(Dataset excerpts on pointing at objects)
□ □ □ □ □

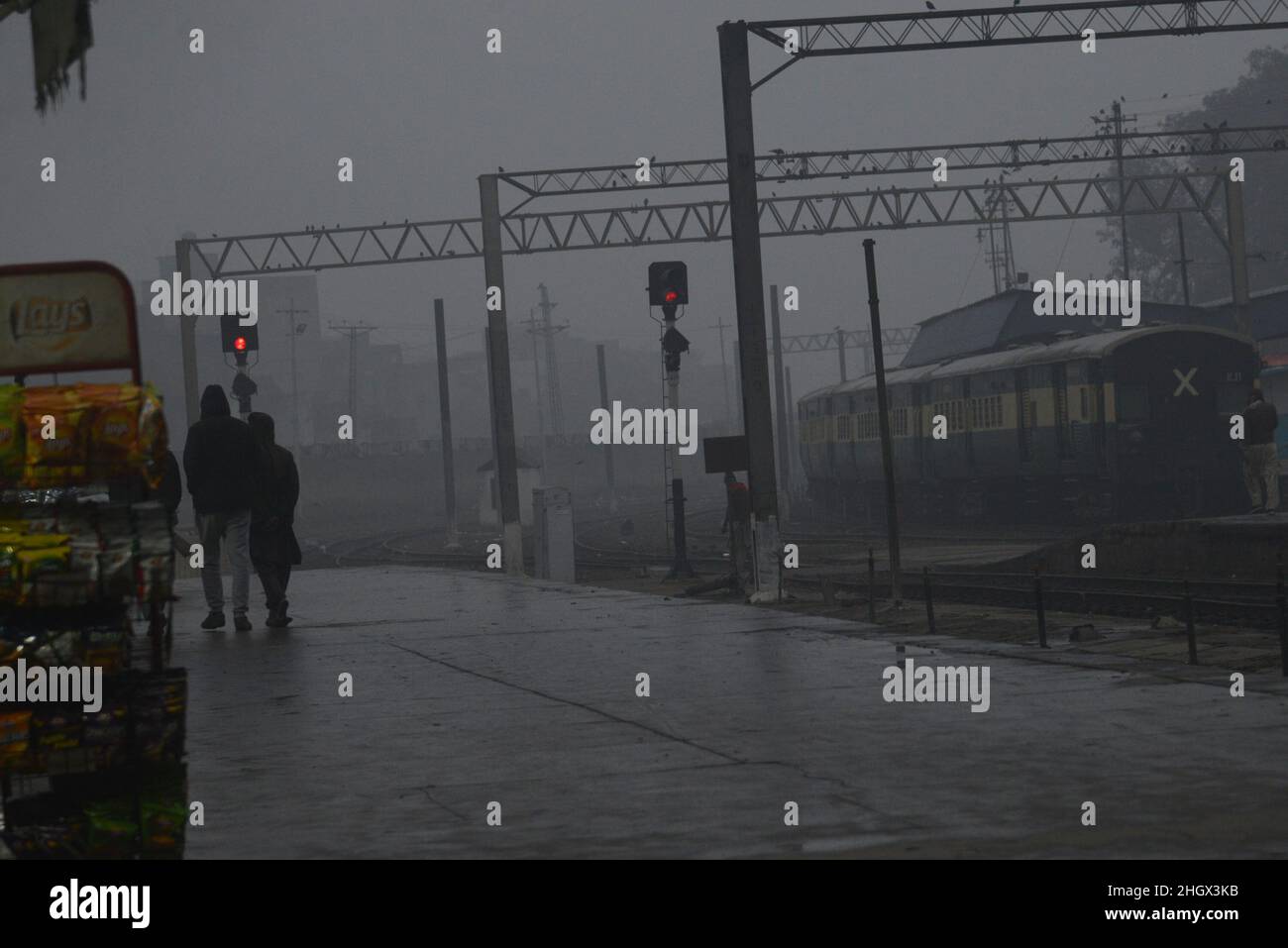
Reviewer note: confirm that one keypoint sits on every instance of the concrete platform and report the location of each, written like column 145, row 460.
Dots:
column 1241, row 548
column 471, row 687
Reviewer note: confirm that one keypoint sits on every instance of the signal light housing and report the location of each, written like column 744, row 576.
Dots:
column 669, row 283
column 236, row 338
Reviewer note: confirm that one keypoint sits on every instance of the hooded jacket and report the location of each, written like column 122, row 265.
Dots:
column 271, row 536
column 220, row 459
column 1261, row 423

□ □ □ □ □

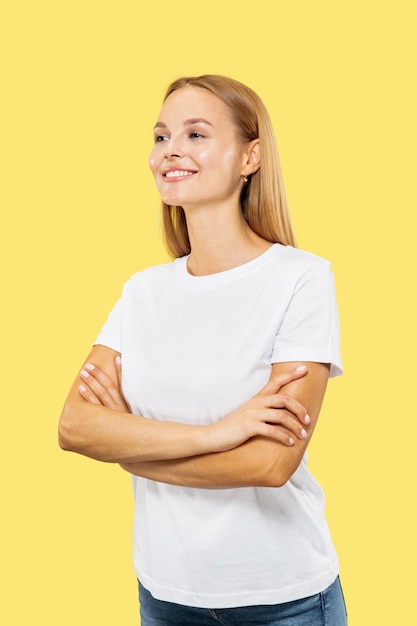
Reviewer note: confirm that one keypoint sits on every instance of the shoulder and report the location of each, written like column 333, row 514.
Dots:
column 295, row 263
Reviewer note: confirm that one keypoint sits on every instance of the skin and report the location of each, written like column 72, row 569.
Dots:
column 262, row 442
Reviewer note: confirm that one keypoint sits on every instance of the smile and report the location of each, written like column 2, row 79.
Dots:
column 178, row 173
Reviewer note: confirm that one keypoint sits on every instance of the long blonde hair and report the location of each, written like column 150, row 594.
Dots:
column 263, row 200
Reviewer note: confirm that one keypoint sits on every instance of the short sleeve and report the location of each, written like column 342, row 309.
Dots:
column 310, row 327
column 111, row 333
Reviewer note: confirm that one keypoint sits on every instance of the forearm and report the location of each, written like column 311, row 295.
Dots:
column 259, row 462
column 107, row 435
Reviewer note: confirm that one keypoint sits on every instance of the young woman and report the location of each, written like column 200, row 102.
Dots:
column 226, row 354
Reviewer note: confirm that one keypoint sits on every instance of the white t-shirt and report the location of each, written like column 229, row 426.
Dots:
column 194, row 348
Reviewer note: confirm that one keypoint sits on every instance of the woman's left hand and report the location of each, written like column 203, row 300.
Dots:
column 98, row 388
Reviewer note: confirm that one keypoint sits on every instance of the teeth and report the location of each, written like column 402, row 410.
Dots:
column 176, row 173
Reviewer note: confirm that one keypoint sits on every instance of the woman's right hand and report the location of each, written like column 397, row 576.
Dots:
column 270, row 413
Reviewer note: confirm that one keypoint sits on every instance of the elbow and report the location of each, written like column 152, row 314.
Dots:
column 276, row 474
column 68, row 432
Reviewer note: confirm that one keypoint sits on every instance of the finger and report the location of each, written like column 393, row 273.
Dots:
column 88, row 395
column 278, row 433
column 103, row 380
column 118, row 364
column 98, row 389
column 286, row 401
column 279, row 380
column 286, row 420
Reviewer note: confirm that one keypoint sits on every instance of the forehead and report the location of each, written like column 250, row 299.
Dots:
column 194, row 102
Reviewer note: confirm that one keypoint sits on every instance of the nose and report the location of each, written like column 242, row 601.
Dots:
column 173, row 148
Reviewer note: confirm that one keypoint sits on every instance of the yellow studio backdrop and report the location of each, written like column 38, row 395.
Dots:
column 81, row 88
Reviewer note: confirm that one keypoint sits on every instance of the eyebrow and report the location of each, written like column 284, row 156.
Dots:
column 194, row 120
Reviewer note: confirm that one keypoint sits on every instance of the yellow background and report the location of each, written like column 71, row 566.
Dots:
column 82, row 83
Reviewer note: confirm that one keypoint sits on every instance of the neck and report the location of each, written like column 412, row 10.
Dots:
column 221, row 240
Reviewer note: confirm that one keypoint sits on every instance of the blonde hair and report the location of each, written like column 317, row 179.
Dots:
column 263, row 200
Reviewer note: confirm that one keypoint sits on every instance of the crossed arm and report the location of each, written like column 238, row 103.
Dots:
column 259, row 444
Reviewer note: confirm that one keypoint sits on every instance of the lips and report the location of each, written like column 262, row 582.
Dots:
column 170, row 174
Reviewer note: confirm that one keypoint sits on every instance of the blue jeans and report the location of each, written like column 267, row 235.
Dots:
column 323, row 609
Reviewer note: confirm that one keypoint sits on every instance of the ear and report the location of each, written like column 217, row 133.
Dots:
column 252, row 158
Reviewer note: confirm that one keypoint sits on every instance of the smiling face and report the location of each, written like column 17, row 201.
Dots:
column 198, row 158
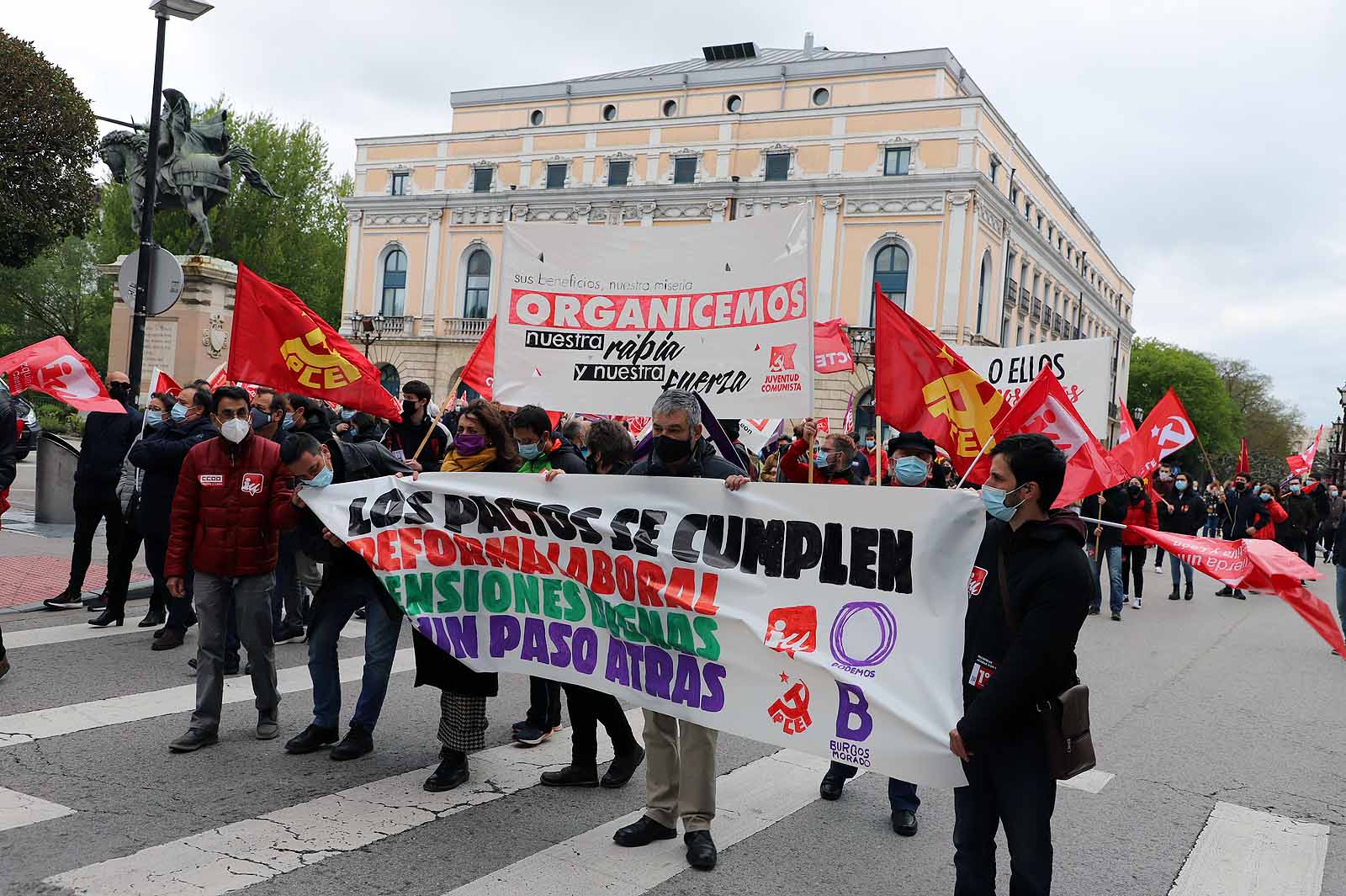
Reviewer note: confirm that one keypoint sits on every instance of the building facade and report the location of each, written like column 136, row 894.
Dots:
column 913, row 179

□ □ □ □ □

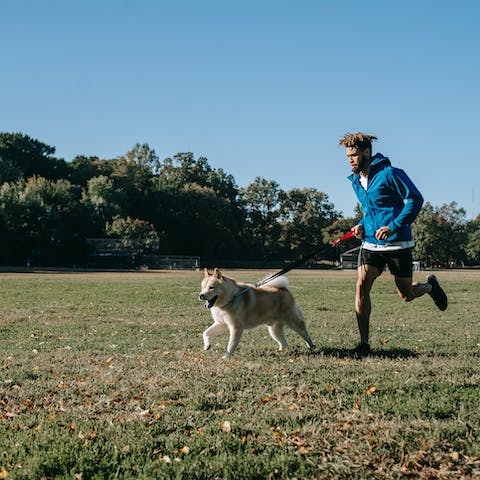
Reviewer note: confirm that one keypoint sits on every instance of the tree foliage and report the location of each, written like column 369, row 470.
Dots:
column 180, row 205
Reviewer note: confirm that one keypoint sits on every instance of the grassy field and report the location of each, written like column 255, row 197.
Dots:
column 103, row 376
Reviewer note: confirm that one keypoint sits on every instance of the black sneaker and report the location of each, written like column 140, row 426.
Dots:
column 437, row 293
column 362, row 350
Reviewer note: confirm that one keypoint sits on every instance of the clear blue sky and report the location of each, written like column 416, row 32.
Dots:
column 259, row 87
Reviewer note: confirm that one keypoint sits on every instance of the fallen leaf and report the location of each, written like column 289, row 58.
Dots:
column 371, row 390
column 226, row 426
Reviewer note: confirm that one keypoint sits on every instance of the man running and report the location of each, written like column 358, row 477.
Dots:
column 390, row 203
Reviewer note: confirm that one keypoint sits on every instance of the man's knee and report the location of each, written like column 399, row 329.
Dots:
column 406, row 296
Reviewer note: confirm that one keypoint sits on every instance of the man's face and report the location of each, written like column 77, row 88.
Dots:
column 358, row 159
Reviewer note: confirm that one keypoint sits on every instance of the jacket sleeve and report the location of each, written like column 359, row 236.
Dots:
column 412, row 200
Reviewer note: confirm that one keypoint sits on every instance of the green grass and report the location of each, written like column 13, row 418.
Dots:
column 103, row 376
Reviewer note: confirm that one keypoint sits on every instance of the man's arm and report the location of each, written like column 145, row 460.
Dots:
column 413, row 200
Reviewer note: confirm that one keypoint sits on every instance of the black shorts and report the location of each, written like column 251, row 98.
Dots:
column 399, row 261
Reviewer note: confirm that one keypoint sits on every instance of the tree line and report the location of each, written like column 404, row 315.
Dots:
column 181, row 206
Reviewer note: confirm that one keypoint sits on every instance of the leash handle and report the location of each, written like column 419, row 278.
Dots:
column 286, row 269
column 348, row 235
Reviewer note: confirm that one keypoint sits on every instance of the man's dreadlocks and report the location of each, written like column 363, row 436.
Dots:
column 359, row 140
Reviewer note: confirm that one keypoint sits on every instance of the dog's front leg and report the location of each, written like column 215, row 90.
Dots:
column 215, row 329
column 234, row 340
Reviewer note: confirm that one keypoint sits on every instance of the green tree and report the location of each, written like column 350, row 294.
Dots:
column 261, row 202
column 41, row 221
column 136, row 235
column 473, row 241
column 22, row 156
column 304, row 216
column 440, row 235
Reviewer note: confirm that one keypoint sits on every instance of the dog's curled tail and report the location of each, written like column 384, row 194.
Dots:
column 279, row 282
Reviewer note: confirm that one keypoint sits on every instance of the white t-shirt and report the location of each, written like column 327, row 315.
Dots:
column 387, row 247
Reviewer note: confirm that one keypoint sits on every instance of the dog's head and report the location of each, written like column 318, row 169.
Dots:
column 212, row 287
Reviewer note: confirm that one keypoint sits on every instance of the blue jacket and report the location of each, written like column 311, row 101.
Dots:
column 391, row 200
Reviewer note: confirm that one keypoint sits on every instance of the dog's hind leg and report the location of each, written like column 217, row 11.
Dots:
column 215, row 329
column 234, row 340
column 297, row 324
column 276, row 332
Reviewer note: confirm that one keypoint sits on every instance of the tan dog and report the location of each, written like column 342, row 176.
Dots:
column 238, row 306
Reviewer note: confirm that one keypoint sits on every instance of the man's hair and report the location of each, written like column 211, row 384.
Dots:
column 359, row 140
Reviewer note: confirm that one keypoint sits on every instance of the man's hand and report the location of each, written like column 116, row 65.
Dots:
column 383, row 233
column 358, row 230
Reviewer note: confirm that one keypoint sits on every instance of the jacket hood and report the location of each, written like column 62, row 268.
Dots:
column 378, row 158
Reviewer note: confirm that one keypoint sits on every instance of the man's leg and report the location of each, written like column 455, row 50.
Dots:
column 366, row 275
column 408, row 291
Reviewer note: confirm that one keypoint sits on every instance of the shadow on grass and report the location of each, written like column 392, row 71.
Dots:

□ □ □ □ □

▸ What to do
Locate every line in the items above that contains the string "green" and copy each one in full.

▸ Exercise solution
Reviewer note: confirm that one keypoint sits on every instance of the green grass and report the location of each, written like column 13, row 418.
Reviewer note: confirm that one keypoint sits on every instance of the green tree and report the location of each, written like column 350, row 294.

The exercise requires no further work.